(Excerpts from a detection dataset)
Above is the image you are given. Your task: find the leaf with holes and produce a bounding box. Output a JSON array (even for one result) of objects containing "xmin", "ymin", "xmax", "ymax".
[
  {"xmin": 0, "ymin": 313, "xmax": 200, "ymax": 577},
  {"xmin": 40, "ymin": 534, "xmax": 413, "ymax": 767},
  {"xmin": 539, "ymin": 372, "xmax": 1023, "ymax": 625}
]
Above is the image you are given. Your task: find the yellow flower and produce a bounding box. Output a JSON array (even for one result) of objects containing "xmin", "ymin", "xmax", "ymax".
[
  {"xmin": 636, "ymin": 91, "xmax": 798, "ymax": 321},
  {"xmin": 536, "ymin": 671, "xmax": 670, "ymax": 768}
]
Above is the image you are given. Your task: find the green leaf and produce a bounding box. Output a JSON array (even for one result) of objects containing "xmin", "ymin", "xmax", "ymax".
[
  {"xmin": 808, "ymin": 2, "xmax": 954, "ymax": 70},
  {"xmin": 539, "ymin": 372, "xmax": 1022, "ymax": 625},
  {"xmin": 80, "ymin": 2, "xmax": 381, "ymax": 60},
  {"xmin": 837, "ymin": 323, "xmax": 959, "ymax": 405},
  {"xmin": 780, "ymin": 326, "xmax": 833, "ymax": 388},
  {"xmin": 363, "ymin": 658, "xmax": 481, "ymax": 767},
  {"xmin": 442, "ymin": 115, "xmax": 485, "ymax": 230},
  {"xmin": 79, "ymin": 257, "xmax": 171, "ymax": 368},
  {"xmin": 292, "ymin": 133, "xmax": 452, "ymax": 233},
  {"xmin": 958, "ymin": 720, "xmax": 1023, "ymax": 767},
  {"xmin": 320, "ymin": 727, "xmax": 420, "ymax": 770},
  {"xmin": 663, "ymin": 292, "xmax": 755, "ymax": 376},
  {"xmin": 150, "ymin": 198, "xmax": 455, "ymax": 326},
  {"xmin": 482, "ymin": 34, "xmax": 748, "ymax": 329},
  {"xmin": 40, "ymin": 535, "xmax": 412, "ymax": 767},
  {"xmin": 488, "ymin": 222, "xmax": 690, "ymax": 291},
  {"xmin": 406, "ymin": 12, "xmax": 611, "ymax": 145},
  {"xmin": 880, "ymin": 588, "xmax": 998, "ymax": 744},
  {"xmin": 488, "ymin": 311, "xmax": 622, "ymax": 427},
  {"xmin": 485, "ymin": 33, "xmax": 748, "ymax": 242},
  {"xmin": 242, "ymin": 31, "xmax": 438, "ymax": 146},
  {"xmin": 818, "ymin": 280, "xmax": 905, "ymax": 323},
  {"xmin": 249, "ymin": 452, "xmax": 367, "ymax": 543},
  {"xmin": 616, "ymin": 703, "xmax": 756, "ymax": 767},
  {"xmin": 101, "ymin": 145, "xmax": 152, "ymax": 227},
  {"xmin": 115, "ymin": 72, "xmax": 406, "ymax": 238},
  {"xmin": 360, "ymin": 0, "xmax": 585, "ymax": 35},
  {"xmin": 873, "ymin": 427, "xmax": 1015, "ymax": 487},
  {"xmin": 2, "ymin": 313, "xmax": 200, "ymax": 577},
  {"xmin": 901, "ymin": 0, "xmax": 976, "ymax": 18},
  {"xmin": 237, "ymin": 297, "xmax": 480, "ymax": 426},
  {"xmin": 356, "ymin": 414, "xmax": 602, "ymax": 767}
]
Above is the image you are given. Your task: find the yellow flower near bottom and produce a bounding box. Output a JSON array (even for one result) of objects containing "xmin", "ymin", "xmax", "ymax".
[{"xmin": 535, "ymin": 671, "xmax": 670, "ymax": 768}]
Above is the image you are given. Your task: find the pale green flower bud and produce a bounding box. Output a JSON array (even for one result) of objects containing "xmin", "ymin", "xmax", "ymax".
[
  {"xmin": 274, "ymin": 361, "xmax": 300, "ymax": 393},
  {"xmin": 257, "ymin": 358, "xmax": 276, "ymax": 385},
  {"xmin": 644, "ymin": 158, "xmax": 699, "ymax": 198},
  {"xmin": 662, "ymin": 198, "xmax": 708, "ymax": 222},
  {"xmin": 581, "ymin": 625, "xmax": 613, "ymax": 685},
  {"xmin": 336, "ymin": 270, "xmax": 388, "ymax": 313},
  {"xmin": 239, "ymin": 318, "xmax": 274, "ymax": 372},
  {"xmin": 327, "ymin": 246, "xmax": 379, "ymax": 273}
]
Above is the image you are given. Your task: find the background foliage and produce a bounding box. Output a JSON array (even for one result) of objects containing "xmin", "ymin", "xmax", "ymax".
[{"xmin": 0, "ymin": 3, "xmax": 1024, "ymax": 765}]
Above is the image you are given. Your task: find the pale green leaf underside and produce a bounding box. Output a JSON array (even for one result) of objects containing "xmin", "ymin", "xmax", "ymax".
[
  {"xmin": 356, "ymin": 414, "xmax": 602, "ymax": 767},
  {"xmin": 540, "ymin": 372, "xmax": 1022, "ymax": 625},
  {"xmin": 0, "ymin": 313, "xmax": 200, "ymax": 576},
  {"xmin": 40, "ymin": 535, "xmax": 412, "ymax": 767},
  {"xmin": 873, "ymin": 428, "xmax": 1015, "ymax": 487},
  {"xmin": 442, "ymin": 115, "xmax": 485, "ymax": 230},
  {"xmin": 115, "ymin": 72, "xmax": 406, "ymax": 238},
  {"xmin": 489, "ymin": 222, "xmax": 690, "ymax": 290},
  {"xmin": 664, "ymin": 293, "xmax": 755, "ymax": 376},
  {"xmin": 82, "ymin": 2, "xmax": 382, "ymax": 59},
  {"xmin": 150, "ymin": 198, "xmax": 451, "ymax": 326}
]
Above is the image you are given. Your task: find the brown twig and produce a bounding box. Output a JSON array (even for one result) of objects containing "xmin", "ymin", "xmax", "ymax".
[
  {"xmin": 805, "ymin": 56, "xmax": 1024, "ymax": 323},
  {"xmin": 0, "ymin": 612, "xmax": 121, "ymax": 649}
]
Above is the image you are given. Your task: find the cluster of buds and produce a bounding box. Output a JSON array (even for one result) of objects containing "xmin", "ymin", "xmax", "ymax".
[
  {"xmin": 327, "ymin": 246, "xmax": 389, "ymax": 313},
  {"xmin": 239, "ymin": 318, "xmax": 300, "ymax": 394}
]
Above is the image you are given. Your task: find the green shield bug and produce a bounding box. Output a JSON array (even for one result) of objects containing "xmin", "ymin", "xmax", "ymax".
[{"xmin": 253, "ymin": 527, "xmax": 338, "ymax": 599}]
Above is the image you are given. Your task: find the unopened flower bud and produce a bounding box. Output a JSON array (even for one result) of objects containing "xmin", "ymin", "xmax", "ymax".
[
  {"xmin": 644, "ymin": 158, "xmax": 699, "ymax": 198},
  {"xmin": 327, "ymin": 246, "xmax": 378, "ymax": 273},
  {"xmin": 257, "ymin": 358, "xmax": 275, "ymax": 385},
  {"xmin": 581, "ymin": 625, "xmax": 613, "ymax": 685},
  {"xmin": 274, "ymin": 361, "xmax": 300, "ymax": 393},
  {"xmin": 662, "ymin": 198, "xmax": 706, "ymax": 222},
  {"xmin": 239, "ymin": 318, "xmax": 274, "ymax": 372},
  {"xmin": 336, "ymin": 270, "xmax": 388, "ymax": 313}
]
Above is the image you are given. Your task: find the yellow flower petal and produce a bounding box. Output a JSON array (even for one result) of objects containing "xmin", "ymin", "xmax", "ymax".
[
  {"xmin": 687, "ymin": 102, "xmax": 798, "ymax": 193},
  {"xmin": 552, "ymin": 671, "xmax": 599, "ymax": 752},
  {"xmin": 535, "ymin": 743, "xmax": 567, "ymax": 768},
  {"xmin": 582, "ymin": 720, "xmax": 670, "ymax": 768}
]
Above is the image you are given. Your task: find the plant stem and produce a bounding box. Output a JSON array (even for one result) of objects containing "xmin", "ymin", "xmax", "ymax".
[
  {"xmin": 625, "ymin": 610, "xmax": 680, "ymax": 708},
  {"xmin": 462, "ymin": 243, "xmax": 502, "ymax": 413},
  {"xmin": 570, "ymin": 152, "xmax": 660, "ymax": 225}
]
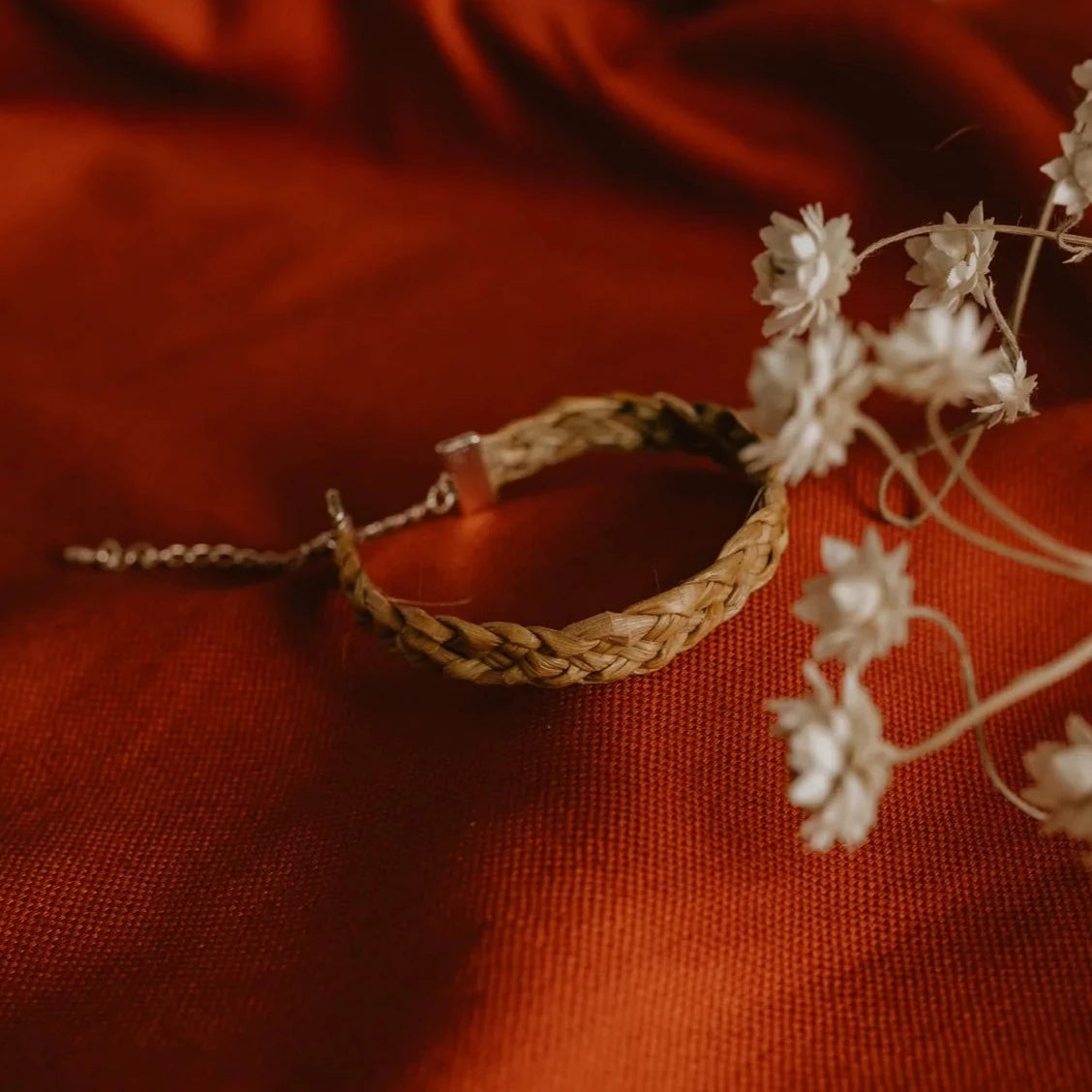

* **What to work on**: Select each line in the records above that contains the word "pale" and copy those lines in full.

* **Completed exercise**:
Above is the image you are given. Your task: find the pale green flower bud and produce a bounding box. Output a JSON array (even for one result) of objects containing "xmin", "ymin", "xmax", "ymax".
Above is the image you are given. Your task: find the pale green leaf underside and produce a bounding box. Output a JSON array (even for one result) of objects containing "xmin", "ymin", "xmax", "ymax".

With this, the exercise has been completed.